## What to produce
Reproduce every line of the records below verbatim, keeping each line's text and order unchanged.

>> START Records for the exercise

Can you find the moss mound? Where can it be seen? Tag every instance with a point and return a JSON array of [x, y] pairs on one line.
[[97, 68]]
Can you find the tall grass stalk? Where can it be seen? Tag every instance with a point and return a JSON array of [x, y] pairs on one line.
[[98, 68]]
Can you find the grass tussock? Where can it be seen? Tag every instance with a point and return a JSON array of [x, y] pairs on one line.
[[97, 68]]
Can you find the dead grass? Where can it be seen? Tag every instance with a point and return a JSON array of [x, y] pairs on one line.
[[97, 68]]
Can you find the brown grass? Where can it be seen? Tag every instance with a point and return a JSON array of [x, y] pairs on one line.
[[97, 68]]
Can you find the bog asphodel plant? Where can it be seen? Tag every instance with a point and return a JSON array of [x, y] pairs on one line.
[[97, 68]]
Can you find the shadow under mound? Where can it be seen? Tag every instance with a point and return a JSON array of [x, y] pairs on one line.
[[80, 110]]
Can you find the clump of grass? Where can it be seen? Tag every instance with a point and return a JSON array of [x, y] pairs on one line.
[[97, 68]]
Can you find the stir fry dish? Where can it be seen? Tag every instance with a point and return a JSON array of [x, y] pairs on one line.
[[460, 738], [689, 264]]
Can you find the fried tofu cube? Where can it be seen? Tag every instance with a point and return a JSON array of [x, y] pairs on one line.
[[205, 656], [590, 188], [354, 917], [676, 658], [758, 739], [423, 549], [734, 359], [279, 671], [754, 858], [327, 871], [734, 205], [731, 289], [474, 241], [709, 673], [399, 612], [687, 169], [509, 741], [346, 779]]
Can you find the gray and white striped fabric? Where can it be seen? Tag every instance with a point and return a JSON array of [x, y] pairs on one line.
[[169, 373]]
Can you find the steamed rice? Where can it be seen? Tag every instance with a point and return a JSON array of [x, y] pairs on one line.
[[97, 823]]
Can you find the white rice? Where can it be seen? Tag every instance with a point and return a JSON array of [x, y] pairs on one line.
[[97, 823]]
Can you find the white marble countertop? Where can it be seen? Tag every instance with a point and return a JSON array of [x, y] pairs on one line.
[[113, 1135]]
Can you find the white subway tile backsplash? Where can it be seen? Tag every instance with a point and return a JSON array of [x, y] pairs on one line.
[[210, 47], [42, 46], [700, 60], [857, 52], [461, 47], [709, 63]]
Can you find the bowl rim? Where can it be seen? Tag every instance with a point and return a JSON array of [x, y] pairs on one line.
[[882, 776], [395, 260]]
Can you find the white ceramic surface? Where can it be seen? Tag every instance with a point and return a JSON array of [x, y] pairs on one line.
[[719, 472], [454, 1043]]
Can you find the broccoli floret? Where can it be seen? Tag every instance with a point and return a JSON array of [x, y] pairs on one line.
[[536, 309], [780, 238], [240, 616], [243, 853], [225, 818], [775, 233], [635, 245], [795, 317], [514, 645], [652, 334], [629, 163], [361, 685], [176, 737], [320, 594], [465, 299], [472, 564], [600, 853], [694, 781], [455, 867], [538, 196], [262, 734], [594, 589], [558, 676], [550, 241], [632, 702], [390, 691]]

>> END Records for the exercise

## Solved problem
Can you find the moss mound? Where can it be seen? Tag every instance with a point and return a JSON array of [x, y] pairs on one line.
[[97, 68]]
Can you find the tall grass stalk? Where can it be seen? Tag every instance with a point and return a JSON array of [x, y] pairs on one line.
[[98, 68]]
Can you find the grass tussock? Where can it be seen? Tag every instance with a point and return a JSON array of [x, y] pairs on one line.
[[97, 68]]
Can you find the dead grass? Where can it be seen? Tag every instance with a point and return a JSON array of [x, y] pairs on one line.
[[97, 68]]
Can you find the brown grass? Where can it be seen? Tag every instance with a point and return a JSON array of [x, y] pairs on one line.
[[97, 68]]
Can you find the bog asphodel plant? Where can it be seen? Tag every instance with a point and return a JSON array of [x, y] pairs on one line.
[[97, 68]]
Can you find the shadow under mound? Where can it be seen? Tag every instance with a point and return a JSON array of [x, y] pairs on one line.
[[80, 110]]
Can you find the clump of grass? Where can it be seen? Tag every instance with a point and return a JSON array of [x, y] pairs on one line.
[[97, 68]]
Can you find the stir fry dish? Where can it be seen? Tag every instance with a point and return a JSON array of [x, y] pairs on one line.
[[460, 738], [689, 264]]
Can you find the fried tofu cube? Where can it be seen? Tag every instance with a point and return a JSON array of [x, y] pairs on one line.
[[205, 656], [590, 188], [354, 917], [676, 658], [758, 739], [423, 549], [734, 359], [279, 671], [754, 858], [327, 871], [734, 205], [731, 289], [474, 241], [709, 673], [399, 612], [687, 169], [509, 741], [346, 779]]
Can you find the gray and white striped fabric? Where can it be seen? Tag every instance with a point and return a JSON array of [x, y] pairs on one line.
[[169, 373]]
Can you find the steamed rice? Where can it be seen? Tag every instance with a point and return a JSON array of [x, y] pairs on one line.
[[97, 823]]
Can you find the white rice? Where can it be seen? Tag every instance with a point and return a JSON array of [x, y] pairs on one line.
[[97, 823]]
Can you find the white marble countertop? Where can it be seen? Tag every instance with a point and return a JSON array of [x, y] pairs on one line.
[[113, 1135]]
Can you find the white subway tile backsplash? Where can it be seen? Tag every instance with a point and return a JSON array of [x, y] pairs on one line.
[[210, 47], [42, 46], [700, 60], [857, 52], [461, 47], [709, 63]]
Can you find the bowl rim? Where can it be seen? Tag every instance with a point and return a JSON array of [x, y] pairs on one line.
[[882, 776], [395, 260]]
Can you find the white ceramic surface? Where can it be seen? Tag every instance with a point and return a JSON array of [x, y] pairs on one line.
[[719, 472], [454, 1043]]
Can you find the broccoli floret? Where can it be seen? Tag every instance with a point and return a JSON array of [x, y] pairs on one line.
[[536, 309], [780, 238], [240, 616], [243, 853], [225, 818], [775, 233], [635, 245], [795, 317], [514, 645], [652, 334], [629, 163], [361, 685], [176, 737], [320, 594], [465, 299], [472, 564], [600, 853], [694, 781], [455, 867], [538, 196], [262, 734], [594, 589], [558, 676], [550, 241], [632, 702], [390, 691]]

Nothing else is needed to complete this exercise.